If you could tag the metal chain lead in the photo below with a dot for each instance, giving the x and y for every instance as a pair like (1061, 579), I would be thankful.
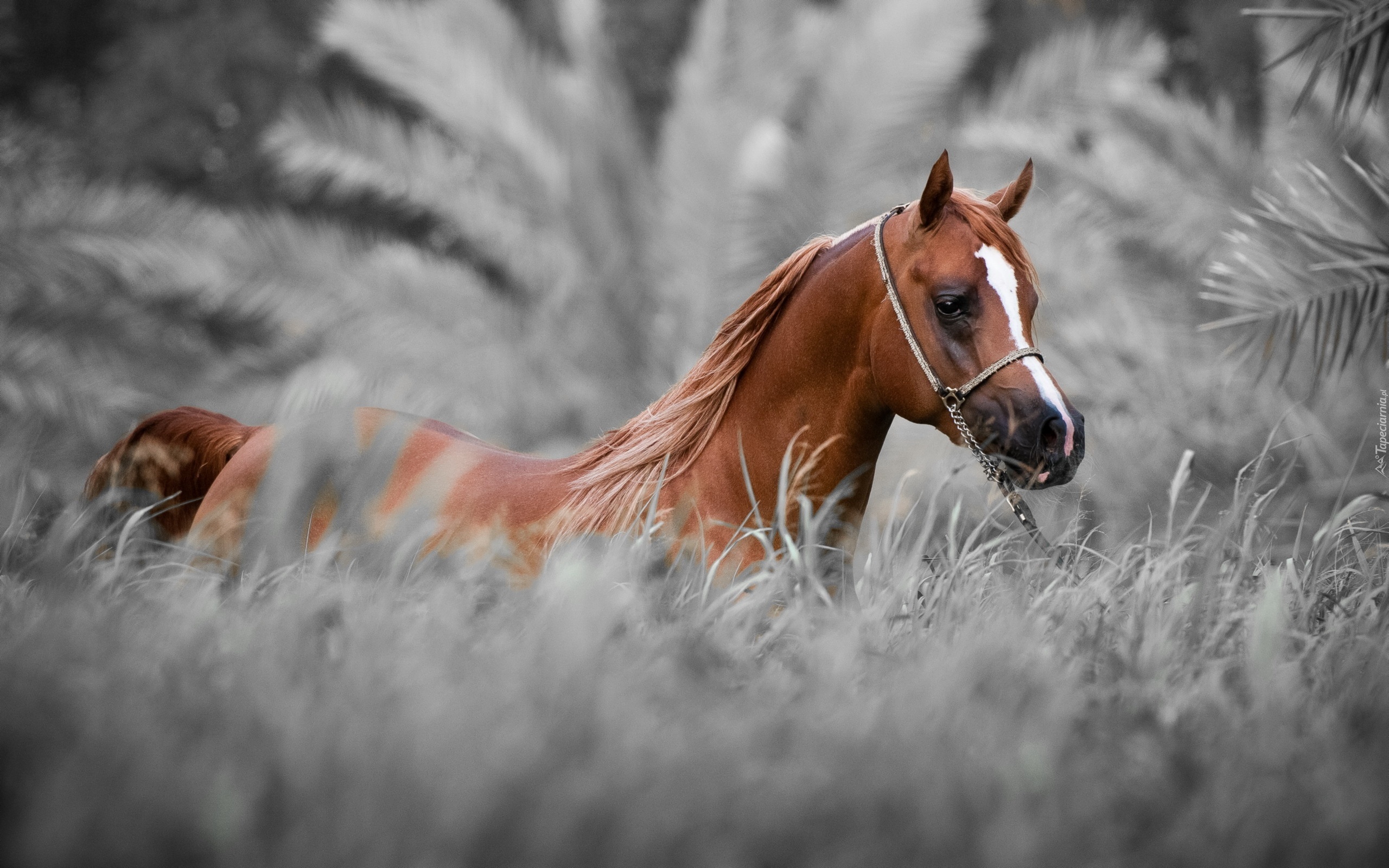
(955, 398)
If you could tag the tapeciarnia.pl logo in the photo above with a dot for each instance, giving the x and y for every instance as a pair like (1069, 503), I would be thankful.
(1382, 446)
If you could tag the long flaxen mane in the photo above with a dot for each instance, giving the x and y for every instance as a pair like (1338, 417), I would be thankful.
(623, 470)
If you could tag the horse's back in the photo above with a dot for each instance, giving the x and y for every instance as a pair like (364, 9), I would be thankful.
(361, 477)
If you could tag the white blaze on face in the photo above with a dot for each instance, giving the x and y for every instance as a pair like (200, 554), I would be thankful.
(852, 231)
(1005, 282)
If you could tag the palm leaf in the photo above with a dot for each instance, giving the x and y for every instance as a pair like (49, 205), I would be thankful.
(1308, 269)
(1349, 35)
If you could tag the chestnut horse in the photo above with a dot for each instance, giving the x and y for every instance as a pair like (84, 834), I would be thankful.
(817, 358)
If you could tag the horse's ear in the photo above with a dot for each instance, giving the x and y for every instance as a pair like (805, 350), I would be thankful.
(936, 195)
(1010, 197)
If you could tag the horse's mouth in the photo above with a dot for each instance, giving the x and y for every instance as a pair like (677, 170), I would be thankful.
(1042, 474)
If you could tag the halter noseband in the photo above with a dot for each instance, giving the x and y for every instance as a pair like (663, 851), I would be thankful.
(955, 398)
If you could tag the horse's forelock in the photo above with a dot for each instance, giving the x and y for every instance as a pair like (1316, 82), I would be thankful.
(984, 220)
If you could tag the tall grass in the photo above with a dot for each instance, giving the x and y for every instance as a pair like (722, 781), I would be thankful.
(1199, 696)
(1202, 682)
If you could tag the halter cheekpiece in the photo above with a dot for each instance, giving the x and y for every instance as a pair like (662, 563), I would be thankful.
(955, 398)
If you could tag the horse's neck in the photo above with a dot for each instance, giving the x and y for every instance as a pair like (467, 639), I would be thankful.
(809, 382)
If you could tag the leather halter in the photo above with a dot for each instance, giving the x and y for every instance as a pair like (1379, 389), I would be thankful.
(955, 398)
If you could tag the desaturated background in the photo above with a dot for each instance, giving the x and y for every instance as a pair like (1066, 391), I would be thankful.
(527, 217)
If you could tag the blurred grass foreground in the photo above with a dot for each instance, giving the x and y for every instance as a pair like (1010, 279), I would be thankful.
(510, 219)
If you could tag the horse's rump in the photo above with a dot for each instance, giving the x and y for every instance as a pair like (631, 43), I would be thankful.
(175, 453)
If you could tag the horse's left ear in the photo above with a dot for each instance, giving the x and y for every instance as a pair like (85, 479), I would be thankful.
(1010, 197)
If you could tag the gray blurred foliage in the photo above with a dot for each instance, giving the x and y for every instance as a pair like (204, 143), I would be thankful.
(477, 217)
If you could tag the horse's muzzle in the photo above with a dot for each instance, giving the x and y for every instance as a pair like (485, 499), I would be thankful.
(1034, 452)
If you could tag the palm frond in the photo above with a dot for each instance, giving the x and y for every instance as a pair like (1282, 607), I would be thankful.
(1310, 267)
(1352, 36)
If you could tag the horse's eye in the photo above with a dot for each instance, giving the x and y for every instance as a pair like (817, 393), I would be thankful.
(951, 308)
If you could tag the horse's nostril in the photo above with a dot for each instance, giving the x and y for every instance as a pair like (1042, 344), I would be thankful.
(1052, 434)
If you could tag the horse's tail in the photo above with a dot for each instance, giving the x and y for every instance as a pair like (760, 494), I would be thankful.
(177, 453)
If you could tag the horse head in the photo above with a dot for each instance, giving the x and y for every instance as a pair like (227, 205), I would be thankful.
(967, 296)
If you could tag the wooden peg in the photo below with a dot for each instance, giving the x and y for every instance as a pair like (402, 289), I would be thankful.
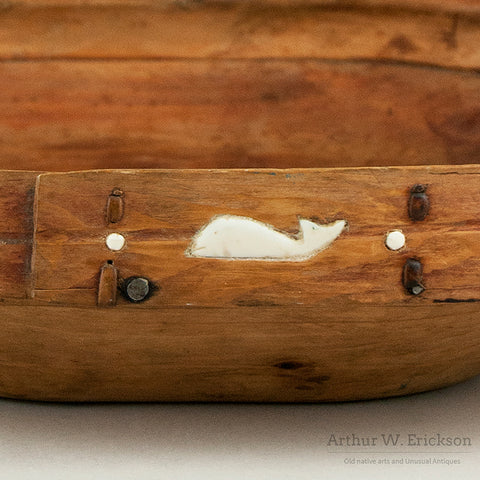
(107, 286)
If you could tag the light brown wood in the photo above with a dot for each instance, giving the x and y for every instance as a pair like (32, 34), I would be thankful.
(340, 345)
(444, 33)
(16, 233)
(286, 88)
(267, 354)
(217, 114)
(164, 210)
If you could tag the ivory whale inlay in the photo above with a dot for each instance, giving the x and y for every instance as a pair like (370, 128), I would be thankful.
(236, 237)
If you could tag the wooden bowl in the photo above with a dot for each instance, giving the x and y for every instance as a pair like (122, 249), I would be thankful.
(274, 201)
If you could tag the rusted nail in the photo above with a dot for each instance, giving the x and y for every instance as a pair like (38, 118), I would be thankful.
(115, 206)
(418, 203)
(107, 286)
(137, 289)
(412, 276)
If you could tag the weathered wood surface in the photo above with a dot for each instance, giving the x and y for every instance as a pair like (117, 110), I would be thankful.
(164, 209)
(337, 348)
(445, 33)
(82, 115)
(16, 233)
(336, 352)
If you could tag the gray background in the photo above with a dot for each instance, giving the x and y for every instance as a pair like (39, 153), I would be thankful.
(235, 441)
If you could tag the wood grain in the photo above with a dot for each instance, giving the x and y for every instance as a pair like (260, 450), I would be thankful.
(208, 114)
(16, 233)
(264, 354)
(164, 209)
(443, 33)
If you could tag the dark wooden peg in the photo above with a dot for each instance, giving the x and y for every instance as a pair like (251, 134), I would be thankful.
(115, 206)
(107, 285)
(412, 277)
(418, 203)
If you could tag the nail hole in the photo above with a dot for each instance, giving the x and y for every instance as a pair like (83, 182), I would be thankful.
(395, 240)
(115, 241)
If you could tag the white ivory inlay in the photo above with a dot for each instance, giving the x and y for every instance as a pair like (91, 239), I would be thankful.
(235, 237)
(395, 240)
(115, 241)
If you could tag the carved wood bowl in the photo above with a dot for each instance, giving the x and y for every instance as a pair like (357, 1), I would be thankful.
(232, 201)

________________________

• [TASK] Every record gets retyped exactly; no picture goes into the copy.

• [EXERCISE RESULT]
If you could tag the metal chain lead in the photo below with a dot for each instance, giving the x and y for every instance as a pair like (1061, 579), I would be thankful.
(955, 398)
If you could tag the tapeciarnia.pl logo in the photo above with a dot for each instance, giving the x and y for every instance as a pair like (1069, 503), I would be thankful.
(1382, 446)
If you could tag the long flaxen mane in the photo above with a dot for each instance, giving the x and y for every instance as a pair like (1338, 417), I would be thankful.
(623, 470)
If you could tag the horse's back in the photo above with a dot for each instance, giving the x and y for every instance as a pair like (364, 9), I would be thankful.
(361, 477)
If you could tag the white blaze on face in the photo above with a dot for each instance, giving the x and y for every instance as a pair like (200, 554), I would be thankful.
(852, 231)
(1005, 282)
If you could tag the palm leaf in the photo above with a dot for each instance, giving the x and y for every instance as a pair like (49, 205), I would be thankful.
(1308, 269)
(1349, 35)
If you could tag the chestnut horse in the photo above with a dot for each instance, giving the x and y for every instance as a pair like (84, 834), I would be thankful.
(817, 358)
If you could tag the horse's ear in the photo above with a dot for each instance, giving the x and y for every instance as a pair like (805, 350), I would be thankful.
(936, 195)
(1010, 197)
If you could tag the horse's mouth in the photo above with a dot for each instance, giving the x and y for every instance as a pair like (677, 170), I would be thankful.
(1042, 474)
If you could tag the halter noseband in the photo above with a dot for each instance, giving the x and y for every instance as a pair like (663, 851), I would be thankful.
(955, 398)
If you could tag the horse's forelock in the photo above with a dot for each instance, giving the x and y for every instance as a pair like (1316, 82), I would be thankful.
(984, 220)
If you could tag the tall grass in the photo above with a dot for each instance, giving the x and y for every instance as a pair like (722, 781), I would be thankful.
(1199, 696)
(1202, 682)
If you could tag the halter cheekpiece in the photo above with a dot for each instance, giving the x and y for every instance as a pair like (662, 563), I would be thankful.
(955, 398)
If you could tag the horse's neck in the photo above with a dot for each instance, giving the x and y for every instance as a pair like (467, 639), I would be thankful.
(809, 382)
If you could tag the leather halter in the photo above with a dot for each instance, giving the x and y for every instance as a pair like (1379, 389), I would be thankful.
(955, 398)
If you could tag the desaturated background in the photo above with a dot for each instance, giving the x and y for every instance as a pair like (1066, 391), I would be thankful.
(527, 217)
If you could tag the blurred grass foreground in the photo above with a dot for each instance, giving the x and y for every instance as a pair like (1010, 279), I would be thankful.
(510, 219)
If you could tag the horse's rump in the photo above with a dot for each instance, giving the x and y for every instance as a pair like (631, 43), I would be thankful.
(175, 453)
If you could tag the horse's left ear in the photo above with a dot for each instance, giving the x and y for every instance as a pair like (85, 479), I would be thankful.
(1010, 197)
If you could tag the gray blurred foliage in the photo above with a dot for each instance, giving the x and y for every instance as a pair like (204, 143), I would be thankful.
(477, 217)
If you could tag the horse's muzzle in the photo above with a dot for each instance, giving the x and y for every instance as a pair like (485, 499), I would be thankful.
(1034, 452)
If you could tag the palm frond in the photo above with a dot for each instance, giving the x and y for every instance as a pair like (1282, 607), I would be thankful.
(1310, 267)
(1352, 36)
If you could tag the horse's eye in the photo above with a dot for each instance, giving the x and y for every instance as a pair like (817, 393), I would be thankful.
(951, 308)
If you could tag the horse's nostril in the photo above with a dot for each instance, giving the x and y for every instance as a pair like (1042, 344), I would be thankful.
(1052, 434)
If you could tag the horse's tail in the photo above with a dot for each instance, giving the x and y for every instance as a pair like (760, 494), I would be thankful.
(177, 453)
If you could tag the horse head in the photo above with a dot for each instance, giving the x and y for every instance as a pair like (227, 205), I would be thankful.
(967, 296)
If you could tag the wooden peg in the photo below with a dot for each instance, giving the x and y for every instance as a pair like (402, 289), I would be thankful.
(107, 286)
If you could tag the light brown wood in the photo above with a dot for each instance, giving the x and y for every instance as a pair like (32, 34), I would be thankful.
(340, 345)
(444, 33)
(16, 233)
(286, 88)
(267, 354)
(217, 114)
(164, 210)
If you could tag the ivory whale inlay in the photo above with a dot for each instance, giving the x and y for every instance as a pair like (370, 128), I would be thankful.
(236, 237)
If you could tag the wooden bowl in the photo above with a dot for each instance, giving the x and y for every instance as a pair like (122, 249), I would be thankful.
(274, 201)
If you could tag the rusted nail in the photo above with a dot for each instance, giving the x and y for every instance as a pair like (38, 118), I would be thankful.
(115, 206)
(418, 203)
(107, 286)
(137, 289)
(412, 276)
If you could tag the weathered wood surface in the photo above with a dot for each instance, giving the x and y for every instance as a pair like (117, 110), I would be thankful.
(164, 209)
(337, 348)
(445, 33)
(82, 115)
(16, 233)
(336, 352)
If you could tag the gray background in the photo above with a dot for each instance, giving the x and y for every instance as a pair like (39, 153), I would be thankful.
(235, 441)
If you could tag the wood grain in the photo above with a dot for each instance, giving the x and y for every instance as a pair like (260, 450), I would be thankful.
(208, 114)
(16, 233)
(264, 354)
(164, 209)
(443, 33)
If you could tag the dark wooden peg in the photo above with a dot for each instance, giving the x and y for every instance as a pair like (251, 134), I would be thankful.
(115, 206)
(107, 285)
(412, 277)
(418, 203)
If you could tag the nail hole in the photo above with a dot for each instance, giving the x and y for every instance as a pair like (83, 182), I would be thankful.
(395, 240)
(115, 241)
If you could tag the white ivory inlay in the photo above with a dot for each instance, giving the x and y for every instance as a pair like (91, 239), I would be thankful.
(235, 237)
(395, 240)
(115, 241)
If you could tag the carved wood bowl in the photo above with a dot for each instance, giving the x and y for every instance as a pair like (357, 1), I would be thankful.
(232, 201)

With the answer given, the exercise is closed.